Challenge: Extract every line of the items below that contains the word "apartment".

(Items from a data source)
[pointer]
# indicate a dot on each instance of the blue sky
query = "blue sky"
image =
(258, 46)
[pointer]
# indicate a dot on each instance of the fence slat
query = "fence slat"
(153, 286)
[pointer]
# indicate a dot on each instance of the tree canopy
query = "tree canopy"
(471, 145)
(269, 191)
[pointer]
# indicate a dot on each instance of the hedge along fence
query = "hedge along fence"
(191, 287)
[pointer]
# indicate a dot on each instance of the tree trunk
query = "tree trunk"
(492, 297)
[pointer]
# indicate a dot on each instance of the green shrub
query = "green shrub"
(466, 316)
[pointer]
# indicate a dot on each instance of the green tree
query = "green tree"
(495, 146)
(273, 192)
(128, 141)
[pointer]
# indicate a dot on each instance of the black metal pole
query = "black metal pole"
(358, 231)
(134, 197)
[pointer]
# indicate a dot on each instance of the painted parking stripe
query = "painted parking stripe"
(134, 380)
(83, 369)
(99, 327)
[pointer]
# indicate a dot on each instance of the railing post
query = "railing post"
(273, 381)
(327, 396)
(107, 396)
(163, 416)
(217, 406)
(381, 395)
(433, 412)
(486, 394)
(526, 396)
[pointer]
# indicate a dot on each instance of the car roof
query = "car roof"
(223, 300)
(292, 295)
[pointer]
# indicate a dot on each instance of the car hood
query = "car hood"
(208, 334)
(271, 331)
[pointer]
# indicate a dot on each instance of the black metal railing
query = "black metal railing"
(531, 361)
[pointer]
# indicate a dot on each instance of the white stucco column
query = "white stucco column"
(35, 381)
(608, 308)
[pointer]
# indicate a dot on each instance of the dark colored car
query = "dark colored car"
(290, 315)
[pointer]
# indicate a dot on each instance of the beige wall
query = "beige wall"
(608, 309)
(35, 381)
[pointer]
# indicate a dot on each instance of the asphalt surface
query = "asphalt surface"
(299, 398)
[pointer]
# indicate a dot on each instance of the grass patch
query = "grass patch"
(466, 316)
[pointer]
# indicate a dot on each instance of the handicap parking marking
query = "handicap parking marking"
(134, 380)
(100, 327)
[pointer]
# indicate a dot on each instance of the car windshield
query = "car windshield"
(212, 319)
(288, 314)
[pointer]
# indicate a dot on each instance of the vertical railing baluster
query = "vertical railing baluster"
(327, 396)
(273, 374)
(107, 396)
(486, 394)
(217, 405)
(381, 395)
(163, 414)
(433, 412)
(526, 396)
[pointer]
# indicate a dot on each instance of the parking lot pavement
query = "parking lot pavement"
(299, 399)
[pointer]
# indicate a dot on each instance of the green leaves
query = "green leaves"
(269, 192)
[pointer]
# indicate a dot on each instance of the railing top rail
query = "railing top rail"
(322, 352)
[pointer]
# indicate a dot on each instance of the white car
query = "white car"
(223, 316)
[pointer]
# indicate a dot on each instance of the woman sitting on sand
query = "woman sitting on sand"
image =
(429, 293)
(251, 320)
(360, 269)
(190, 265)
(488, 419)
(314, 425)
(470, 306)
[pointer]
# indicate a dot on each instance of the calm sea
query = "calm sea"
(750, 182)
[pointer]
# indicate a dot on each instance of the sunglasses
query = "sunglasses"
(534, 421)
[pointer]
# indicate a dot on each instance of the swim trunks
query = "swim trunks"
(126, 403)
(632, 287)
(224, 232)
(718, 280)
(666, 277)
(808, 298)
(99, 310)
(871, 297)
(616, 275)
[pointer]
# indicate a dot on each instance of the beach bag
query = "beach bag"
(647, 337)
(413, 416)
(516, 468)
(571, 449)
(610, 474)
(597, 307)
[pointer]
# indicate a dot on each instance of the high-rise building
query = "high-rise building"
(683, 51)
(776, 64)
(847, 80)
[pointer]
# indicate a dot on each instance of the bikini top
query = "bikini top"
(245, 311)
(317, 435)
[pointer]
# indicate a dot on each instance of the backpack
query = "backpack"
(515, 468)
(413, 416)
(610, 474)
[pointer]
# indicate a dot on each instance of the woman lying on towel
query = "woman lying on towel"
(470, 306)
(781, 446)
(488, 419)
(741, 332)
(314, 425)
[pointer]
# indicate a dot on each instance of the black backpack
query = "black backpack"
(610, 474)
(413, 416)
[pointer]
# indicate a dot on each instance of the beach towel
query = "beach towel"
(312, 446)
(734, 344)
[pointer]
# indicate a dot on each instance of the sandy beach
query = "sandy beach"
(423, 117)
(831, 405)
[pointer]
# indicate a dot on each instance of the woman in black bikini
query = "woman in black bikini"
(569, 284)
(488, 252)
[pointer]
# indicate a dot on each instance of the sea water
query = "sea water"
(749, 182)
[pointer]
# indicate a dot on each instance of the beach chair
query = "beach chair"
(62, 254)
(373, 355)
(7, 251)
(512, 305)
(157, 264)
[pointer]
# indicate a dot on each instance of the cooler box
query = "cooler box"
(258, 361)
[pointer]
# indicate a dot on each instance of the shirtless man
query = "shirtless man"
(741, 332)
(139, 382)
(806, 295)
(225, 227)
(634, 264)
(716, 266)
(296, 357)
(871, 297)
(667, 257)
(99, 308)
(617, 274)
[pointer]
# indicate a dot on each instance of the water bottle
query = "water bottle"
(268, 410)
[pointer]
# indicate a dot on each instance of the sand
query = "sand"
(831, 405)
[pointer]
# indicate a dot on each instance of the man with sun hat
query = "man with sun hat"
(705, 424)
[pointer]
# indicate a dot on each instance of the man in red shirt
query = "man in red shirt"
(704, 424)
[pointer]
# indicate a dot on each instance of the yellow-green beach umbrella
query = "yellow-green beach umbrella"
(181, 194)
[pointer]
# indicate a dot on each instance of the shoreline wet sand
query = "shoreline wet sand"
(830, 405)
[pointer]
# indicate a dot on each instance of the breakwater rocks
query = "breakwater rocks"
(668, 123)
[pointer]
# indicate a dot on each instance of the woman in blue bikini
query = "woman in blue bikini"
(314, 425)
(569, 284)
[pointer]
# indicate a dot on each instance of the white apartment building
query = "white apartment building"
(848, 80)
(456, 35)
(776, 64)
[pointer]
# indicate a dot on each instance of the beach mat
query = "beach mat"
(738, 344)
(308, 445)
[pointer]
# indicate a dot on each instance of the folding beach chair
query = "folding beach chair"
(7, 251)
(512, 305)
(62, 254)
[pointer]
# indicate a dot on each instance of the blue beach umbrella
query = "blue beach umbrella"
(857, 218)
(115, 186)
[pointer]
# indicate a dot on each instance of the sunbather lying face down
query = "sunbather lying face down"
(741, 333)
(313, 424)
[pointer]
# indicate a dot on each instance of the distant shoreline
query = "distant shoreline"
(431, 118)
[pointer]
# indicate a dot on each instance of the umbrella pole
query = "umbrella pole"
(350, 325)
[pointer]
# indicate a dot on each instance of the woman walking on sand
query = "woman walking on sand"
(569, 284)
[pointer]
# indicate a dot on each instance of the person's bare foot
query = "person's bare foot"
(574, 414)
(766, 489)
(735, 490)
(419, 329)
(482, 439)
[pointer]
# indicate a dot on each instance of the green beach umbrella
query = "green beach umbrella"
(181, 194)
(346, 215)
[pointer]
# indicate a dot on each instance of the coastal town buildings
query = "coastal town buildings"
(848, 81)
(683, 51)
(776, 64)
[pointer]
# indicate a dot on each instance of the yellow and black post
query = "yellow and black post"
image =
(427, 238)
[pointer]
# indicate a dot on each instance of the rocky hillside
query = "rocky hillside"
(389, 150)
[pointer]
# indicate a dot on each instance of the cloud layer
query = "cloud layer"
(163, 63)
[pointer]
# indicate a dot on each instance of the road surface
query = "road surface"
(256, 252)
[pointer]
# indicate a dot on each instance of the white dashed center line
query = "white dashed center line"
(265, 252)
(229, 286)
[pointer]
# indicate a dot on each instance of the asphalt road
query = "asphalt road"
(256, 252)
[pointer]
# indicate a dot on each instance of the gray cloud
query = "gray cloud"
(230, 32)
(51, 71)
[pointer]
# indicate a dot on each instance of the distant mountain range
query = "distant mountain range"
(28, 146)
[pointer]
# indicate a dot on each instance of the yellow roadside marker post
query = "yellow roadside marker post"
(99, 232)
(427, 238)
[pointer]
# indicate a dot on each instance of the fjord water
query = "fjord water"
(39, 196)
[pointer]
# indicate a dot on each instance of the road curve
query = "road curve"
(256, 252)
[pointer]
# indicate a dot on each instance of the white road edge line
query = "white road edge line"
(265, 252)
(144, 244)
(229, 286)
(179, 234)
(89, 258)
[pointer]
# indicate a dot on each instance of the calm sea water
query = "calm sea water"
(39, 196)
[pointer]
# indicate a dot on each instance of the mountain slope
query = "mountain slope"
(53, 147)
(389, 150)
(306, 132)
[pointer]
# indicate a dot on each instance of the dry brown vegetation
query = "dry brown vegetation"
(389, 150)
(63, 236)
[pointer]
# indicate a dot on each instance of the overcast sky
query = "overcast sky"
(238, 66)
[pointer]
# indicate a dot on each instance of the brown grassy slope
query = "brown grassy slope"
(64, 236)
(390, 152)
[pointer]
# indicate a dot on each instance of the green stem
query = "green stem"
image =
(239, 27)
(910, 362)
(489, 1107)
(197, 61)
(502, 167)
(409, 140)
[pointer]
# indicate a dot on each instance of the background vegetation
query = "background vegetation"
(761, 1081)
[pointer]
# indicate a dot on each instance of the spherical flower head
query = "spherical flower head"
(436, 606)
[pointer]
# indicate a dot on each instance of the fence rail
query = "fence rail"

Output of the task:
# indicate a dot on each instance of the white apartment building
query = "white apartment building"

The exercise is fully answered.